_OBJECTIVE_
Render every line of the records below as a JSON list of strings, with one string per line and no blank lines.

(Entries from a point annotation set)
• • •
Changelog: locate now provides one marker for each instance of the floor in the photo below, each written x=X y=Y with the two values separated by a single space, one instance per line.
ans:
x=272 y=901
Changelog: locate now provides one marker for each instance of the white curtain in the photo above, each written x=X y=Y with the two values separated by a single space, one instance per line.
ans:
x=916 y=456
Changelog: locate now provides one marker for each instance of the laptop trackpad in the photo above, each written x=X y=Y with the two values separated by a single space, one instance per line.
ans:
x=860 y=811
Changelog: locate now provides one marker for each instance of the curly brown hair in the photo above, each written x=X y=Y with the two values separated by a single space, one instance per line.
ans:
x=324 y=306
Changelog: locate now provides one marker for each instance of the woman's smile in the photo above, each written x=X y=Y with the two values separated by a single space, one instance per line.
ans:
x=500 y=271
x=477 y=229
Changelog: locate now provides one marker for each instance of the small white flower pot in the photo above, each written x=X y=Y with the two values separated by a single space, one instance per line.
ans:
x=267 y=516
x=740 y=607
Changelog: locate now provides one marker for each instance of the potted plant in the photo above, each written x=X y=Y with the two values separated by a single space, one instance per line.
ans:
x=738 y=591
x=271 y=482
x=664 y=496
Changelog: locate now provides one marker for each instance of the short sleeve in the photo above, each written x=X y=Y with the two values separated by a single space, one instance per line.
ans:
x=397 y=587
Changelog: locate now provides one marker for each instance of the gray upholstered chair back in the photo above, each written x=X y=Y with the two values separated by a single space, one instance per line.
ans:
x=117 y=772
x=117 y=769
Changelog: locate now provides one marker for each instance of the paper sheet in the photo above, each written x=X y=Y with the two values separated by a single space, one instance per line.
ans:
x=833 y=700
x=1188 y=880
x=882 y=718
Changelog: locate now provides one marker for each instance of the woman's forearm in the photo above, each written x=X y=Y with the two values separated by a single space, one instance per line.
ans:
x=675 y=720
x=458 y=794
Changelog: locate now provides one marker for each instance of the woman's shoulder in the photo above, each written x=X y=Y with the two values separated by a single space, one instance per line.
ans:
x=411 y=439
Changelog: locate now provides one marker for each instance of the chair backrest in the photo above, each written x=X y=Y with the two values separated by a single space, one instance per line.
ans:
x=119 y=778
• • •
_THE ANSWER_
[
  "Changelog: locate now provides one marker for each instance of the floor in the photo below, each written x=X y=Y with the two values separated by a single space, one instance per line.",
  "ans:",
  "x=272 y=901",
  "Changelog: locate now provides one marker for each instance of the white curtain in the photo above, each written x=X y=Y with the two values separated by a single space, one instance per line.",
  "ans:",
  "x=916 y=456",
  "Changelog: locate now provides one marker for each instance of the laptop trackpad in the photo above, each written x=X y=Y with the two values separated by a single space, one instance per line.",
  "ans:",
  "x=860 y=811",
  "Changelog: locate now provides one marker for each instance of the curly brown hair in the photo above, each written x=X y=Y with the two values separated by a single space, one instance per line.",
  "ans:",
  "x=324 y=306",
  "Changelog: locate now provides one marker for each instance of the woman's smile in the photo above, each written x=X y=Y with the two values separated by a single space, one instance per line.",
  "ans:",
  "x=500 y=271",
  "x=477 y=229",
  "Changelog: locate now provides one marker for each instance of the small white flower pot in the photo above, each written x=X y=Y with the two values separated by a single space, one instance per line.",
  "ans:",
  "x=267 y=516",
  "x=740 y=607",
  "Changelog: locate now provides one marker for each instance of the potted plant in the photo above, each written x=X y=Y with the two values separated by a single space, one instance per line.",
  "ans:",
  "x=738 y=591",
  "x=271 y=482",
  "x=664 y=496",
  "Changelog: locate now provides one marker for each instance of the short sleeve in the photo above, each written x=X y=Y with the two values separated by a single space, one instance per line.",
  "ans:",
  "x=397 y=587",
  "Changelog: locate now provides one marker for each instance of the gray upholstered chair back in the photo above, each written x=X y=Y with the two values separated by a single space, one instance per line.",
  "ans:",
  "x=117 y=772",
  "x=117 y=769",
  "Changelog: locate now provides one marker for each instance of the paper sheet in the photo above, each written x=X y=Y with the two values separated by a single space, one instance per line.",
  "ans:",
  "x=833 y=700",
  "x=1188 y=880",
  "x=882 y=718",
  "Changelog: locate now provides one marker for each instance of the woman's forearm in the photo above, each written x=X y=Y with the two values separated by a single space, one instance per line.",
  "ans:",
  "x=675 y=720",
  "x=458 y=794",
  "Changelog: locate now provides one marker for each instance of the woman's shoulder in the photo above, each written x=X y=Y with the two values separated by a single space, one instance per line.",
  "ans:",
  "x=411 y=439",
  "Changelog: locate now provides one marker for each instance of the chair backrest in the photo above, each written x=X y=Y with the two values separated by a single space, one instance per line.",
  "ans:",
  "x=119 y=778"
]